*** Opening of Records supplied ***
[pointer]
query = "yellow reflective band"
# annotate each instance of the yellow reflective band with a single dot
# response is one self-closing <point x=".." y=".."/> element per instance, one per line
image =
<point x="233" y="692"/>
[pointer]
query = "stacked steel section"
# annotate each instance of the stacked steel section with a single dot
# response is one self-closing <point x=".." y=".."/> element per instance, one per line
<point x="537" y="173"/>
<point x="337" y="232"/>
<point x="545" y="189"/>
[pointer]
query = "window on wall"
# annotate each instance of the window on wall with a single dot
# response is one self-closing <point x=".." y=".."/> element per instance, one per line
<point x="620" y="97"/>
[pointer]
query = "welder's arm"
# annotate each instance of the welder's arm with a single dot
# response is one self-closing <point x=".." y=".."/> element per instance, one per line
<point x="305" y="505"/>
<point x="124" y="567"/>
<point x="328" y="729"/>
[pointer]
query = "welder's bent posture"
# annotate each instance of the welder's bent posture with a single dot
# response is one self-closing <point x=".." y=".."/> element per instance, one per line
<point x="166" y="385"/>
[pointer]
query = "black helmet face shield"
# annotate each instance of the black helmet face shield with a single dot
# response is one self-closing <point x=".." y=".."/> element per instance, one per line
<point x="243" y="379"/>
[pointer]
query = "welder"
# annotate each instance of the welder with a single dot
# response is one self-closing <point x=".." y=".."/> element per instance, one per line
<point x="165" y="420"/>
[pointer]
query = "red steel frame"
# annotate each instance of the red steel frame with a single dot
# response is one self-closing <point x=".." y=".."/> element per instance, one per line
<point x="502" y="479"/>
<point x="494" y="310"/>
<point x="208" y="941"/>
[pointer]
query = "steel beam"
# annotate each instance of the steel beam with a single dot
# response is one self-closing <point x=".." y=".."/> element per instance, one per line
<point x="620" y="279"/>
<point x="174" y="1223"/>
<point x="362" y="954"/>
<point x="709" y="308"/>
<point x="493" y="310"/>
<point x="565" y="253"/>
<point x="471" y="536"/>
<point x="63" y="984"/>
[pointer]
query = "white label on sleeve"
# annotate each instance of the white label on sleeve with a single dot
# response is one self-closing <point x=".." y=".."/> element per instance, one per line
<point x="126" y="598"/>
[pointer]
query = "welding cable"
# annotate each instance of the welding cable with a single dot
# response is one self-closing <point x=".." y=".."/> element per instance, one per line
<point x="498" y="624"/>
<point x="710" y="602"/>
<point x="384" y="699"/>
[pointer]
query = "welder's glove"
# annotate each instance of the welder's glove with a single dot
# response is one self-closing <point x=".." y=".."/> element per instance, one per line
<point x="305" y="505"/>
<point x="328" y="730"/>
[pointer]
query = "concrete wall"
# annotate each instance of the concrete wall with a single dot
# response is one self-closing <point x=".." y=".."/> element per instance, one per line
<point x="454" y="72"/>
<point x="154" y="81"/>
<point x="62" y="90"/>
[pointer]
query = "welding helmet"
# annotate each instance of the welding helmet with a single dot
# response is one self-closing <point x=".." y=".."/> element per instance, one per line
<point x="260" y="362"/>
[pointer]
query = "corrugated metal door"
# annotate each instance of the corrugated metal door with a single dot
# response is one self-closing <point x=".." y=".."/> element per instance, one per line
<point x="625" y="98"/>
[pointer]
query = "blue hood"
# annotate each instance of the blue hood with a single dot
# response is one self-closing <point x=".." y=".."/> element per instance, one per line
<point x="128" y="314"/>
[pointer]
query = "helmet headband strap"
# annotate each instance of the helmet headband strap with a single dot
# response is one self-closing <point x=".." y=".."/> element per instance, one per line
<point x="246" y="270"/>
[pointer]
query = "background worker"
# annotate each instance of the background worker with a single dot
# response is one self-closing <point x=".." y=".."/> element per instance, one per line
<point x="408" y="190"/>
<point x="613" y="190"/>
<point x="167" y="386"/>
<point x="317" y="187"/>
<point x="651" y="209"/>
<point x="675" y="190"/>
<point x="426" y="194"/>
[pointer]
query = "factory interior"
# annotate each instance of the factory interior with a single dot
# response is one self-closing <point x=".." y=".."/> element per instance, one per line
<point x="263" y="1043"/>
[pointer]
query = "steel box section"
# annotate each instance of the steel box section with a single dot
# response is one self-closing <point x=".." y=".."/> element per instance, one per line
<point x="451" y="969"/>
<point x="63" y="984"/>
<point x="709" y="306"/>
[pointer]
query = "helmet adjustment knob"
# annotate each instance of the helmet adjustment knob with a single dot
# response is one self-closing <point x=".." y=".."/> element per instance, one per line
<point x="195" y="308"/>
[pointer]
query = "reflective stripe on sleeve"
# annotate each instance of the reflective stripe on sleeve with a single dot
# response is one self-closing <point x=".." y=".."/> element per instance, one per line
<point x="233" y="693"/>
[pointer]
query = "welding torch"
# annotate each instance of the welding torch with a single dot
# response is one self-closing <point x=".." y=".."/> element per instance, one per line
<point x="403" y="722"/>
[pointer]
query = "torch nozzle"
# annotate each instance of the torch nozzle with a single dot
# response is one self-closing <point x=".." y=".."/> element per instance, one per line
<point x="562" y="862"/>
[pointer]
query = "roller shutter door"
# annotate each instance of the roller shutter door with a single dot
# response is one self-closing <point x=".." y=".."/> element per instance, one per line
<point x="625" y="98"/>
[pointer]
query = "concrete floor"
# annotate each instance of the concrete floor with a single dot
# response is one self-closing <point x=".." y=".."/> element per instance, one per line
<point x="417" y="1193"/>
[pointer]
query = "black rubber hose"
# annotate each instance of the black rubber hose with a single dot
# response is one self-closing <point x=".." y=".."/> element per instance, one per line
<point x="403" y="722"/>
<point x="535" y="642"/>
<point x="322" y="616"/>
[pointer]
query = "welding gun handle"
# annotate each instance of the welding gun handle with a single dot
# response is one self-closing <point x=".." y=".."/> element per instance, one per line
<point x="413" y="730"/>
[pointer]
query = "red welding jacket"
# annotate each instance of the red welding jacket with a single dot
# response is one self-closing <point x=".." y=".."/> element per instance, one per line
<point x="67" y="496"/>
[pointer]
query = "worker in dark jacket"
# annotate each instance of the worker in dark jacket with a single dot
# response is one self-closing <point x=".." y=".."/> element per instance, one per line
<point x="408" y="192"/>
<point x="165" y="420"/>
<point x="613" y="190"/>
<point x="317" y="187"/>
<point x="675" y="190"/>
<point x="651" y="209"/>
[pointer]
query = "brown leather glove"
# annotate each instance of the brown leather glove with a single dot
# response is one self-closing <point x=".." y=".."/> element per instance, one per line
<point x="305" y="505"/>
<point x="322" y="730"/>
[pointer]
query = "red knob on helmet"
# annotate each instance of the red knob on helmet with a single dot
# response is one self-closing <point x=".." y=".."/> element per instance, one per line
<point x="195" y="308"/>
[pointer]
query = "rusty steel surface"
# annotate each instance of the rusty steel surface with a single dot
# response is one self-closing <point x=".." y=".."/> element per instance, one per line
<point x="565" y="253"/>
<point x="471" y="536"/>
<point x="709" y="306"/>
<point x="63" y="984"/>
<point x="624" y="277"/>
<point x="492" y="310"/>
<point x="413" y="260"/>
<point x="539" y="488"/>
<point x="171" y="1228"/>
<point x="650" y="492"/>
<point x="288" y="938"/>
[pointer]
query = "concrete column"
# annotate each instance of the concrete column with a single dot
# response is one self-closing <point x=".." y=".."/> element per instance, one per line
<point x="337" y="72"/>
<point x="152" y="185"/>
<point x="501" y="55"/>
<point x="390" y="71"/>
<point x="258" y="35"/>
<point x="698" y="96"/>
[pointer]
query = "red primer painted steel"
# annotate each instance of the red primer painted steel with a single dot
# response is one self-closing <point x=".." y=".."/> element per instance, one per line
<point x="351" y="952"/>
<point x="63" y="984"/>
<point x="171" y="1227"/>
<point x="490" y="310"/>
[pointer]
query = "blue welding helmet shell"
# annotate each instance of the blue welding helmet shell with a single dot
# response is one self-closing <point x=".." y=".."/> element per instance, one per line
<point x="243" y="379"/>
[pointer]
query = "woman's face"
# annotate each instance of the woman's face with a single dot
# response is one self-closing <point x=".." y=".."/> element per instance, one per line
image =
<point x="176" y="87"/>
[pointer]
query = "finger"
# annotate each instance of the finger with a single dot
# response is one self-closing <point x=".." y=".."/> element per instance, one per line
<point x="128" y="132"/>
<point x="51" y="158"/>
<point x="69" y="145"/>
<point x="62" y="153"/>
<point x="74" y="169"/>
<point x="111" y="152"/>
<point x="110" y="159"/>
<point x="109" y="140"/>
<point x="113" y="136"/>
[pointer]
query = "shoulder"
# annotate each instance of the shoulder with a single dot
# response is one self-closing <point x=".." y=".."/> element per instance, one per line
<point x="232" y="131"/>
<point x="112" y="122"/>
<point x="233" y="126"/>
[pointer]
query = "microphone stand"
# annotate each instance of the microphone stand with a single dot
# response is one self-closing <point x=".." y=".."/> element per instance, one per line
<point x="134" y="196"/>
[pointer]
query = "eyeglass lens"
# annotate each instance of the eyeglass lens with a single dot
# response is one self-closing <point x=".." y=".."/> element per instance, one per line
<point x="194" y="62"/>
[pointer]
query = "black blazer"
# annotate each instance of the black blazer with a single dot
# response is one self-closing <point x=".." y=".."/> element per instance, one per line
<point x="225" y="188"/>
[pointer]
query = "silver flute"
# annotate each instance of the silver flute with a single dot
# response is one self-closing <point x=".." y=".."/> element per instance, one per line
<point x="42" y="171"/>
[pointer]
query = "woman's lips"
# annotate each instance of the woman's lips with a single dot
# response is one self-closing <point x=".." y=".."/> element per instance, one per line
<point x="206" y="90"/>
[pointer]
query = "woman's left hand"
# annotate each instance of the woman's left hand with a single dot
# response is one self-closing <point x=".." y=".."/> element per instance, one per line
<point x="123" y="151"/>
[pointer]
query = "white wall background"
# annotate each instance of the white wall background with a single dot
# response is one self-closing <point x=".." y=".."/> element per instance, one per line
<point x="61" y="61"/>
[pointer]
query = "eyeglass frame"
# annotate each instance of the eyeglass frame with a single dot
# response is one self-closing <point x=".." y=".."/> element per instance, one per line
*** Close of Records supplied ***
* [Try it]: How many of the lines above include the string "beam"? Only the number should be written.

* [Solution to this exercise]: 2